| Stated task |
Show every line in the records that contains the word "dress", copying each line in full.

Point annotation records:
§ §
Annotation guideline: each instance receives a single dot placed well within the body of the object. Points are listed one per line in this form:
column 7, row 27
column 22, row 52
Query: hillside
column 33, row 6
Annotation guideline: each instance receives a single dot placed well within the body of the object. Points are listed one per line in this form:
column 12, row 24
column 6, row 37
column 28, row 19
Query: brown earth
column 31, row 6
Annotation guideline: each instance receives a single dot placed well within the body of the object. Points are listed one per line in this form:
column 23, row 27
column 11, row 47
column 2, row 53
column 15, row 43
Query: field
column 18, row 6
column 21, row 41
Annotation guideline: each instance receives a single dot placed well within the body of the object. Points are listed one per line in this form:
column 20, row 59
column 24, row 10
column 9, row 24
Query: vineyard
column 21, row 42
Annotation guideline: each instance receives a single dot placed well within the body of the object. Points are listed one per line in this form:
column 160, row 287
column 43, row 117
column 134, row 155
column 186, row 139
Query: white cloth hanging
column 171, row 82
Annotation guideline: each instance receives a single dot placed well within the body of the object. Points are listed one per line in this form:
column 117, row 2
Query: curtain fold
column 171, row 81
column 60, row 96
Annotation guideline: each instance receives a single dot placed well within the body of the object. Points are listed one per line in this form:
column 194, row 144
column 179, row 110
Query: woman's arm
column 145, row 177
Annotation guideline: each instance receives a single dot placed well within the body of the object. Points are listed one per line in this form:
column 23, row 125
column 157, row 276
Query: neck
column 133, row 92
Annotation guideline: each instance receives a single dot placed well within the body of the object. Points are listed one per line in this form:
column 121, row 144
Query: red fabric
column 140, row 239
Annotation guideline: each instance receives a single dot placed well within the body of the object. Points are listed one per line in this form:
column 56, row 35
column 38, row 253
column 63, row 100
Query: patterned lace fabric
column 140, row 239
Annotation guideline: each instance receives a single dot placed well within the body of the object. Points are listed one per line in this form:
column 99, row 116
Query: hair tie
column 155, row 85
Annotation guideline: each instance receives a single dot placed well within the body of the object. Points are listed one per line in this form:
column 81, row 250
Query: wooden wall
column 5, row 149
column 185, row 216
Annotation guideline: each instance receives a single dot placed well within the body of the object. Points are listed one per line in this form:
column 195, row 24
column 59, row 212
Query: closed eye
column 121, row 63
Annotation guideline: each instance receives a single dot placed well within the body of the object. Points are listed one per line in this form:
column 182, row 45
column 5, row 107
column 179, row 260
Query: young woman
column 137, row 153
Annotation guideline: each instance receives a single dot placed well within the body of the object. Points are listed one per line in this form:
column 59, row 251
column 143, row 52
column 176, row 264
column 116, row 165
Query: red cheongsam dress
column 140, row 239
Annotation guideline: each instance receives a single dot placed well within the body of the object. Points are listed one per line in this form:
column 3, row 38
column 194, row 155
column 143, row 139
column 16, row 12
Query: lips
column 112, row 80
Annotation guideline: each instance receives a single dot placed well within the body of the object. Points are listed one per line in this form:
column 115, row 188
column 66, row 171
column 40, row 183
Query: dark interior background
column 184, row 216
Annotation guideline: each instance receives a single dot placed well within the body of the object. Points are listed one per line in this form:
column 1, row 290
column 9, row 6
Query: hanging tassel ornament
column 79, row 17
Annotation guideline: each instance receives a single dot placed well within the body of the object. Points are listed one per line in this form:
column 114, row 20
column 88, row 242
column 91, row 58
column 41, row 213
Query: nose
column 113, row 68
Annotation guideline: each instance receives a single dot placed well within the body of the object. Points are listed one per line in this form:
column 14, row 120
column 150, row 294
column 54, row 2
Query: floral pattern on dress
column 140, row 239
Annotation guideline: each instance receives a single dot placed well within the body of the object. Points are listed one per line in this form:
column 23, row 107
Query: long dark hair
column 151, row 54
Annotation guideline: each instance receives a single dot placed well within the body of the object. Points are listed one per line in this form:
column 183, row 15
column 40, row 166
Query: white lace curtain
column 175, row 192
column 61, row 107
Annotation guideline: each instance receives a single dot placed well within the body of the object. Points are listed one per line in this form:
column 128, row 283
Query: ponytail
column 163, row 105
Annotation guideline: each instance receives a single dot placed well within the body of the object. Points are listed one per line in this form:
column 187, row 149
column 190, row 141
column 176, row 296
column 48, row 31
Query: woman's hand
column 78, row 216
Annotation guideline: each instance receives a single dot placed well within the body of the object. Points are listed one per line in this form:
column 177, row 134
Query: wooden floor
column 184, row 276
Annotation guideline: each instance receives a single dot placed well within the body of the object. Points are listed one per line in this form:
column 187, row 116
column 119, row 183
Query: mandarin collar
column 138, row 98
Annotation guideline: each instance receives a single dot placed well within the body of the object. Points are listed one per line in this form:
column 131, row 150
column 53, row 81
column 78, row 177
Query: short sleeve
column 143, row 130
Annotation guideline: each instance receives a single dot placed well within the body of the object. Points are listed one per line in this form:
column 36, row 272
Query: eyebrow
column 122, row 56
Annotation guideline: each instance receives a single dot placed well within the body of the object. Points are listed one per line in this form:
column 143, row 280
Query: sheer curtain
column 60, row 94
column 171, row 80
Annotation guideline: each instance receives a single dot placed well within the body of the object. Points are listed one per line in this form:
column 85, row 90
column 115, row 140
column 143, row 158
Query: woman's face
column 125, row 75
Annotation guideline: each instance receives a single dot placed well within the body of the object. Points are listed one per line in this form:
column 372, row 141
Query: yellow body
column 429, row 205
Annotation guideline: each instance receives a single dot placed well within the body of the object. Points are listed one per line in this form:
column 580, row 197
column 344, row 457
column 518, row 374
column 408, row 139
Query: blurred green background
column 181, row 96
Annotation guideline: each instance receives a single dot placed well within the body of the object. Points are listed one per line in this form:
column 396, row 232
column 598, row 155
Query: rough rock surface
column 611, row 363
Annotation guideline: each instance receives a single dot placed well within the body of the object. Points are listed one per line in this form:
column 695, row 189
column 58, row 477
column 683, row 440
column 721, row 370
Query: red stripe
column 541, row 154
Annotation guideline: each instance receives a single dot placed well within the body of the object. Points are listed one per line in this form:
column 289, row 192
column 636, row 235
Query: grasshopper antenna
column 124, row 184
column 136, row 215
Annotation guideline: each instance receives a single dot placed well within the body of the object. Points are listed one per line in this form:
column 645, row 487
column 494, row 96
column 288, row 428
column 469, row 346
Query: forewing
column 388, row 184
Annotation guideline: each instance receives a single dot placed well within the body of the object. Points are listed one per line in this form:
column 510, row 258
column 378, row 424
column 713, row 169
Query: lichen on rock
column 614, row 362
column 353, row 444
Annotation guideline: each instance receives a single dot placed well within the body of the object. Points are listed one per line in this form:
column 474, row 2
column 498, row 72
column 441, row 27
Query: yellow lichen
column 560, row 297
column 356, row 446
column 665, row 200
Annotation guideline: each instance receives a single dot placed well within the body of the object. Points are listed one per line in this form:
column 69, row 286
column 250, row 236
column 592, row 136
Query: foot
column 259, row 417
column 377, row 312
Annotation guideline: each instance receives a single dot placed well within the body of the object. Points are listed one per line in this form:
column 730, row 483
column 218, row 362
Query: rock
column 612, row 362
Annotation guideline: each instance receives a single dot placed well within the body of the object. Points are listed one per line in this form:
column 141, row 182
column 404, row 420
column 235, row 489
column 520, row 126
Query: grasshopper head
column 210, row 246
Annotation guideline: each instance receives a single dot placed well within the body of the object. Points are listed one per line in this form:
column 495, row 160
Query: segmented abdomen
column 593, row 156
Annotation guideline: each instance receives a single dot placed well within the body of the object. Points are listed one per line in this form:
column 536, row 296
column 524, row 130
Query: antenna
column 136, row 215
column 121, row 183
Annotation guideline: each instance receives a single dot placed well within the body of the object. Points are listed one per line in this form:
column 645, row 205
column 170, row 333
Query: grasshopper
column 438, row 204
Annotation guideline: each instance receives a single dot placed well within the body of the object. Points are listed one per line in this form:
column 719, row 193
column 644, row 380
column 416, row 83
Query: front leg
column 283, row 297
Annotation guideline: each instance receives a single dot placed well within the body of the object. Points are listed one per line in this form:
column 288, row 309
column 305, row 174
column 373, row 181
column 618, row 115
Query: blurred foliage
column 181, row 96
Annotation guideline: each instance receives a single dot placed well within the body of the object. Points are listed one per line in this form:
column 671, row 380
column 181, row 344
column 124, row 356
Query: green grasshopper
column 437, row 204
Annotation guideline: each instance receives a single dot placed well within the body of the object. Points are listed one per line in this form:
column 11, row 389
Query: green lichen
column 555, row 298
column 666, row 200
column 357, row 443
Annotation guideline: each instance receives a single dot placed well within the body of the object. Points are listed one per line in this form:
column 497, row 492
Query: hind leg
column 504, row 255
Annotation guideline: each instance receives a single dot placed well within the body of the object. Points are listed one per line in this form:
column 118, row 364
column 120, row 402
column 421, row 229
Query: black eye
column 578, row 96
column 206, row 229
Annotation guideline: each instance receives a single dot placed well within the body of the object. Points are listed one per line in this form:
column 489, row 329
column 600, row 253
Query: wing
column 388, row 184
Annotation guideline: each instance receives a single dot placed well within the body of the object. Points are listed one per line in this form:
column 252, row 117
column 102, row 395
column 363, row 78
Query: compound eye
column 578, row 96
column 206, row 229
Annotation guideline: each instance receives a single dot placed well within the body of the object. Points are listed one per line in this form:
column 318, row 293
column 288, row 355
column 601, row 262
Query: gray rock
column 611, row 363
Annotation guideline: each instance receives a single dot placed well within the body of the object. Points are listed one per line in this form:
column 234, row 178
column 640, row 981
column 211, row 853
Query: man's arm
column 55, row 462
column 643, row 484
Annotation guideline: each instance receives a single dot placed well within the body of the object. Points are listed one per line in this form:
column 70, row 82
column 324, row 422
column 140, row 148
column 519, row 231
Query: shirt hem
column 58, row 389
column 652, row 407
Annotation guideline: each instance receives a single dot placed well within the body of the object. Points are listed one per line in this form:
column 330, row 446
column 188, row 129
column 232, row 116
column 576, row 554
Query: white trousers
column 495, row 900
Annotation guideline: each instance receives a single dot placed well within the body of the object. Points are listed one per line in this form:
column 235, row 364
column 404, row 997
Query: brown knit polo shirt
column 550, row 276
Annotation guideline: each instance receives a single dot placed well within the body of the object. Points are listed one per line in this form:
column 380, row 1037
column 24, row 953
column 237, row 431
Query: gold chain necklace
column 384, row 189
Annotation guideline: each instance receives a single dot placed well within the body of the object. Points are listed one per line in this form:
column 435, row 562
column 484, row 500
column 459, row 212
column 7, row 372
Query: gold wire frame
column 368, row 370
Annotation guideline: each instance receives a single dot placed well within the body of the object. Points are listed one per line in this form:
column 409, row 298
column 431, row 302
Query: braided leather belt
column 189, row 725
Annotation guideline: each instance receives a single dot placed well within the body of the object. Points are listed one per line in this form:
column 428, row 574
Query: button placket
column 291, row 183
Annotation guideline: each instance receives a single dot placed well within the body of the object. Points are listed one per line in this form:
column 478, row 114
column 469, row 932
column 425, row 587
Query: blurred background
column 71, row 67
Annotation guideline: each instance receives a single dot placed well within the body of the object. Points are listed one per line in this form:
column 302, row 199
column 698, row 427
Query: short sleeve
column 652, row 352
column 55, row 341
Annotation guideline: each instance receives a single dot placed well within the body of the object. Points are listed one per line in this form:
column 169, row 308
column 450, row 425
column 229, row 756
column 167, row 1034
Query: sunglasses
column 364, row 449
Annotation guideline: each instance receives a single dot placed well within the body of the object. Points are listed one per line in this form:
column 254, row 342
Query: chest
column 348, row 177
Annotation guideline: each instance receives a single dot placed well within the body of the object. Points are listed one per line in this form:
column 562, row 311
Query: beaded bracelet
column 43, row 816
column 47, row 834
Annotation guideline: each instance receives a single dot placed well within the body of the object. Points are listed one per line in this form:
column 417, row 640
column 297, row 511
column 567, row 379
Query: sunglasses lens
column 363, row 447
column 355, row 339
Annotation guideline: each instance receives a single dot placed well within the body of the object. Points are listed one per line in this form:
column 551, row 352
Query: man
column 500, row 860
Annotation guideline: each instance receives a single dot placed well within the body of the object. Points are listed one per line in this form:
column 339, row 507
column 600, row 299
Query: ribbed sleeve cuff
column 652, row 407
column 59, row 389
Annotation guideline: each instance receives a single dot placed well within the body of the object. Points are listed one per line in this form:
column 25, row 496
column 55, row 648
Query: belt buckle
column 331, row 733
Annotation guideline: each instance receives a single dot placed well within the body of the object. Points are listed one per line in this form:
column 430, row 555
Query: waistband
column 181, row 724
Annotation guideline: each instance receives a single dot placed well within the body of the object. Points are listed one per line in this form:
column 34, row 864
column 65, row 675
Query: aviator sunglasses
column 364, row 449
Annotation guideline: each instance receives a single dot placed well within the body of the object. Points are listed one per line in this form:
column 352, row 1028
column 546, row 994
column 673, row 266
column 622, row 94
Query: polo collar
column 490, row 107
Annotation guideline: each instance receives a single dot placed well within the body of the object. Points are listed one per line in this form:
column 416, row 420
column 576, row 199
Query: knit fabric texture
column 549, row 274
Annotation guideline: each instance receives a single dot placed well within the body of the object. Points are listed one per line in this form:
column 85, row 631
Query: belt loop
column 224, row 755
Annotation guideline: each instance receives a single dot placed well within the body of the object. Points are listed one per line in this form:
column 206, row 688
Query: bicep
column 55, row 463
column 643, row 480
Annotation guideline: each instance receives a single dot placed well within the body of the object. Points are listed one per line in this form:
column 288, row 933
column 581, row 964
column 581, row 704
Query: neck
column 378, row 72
§ §
| Result of this task |
Query: red cheongsam dress
Query: floral pattern on dress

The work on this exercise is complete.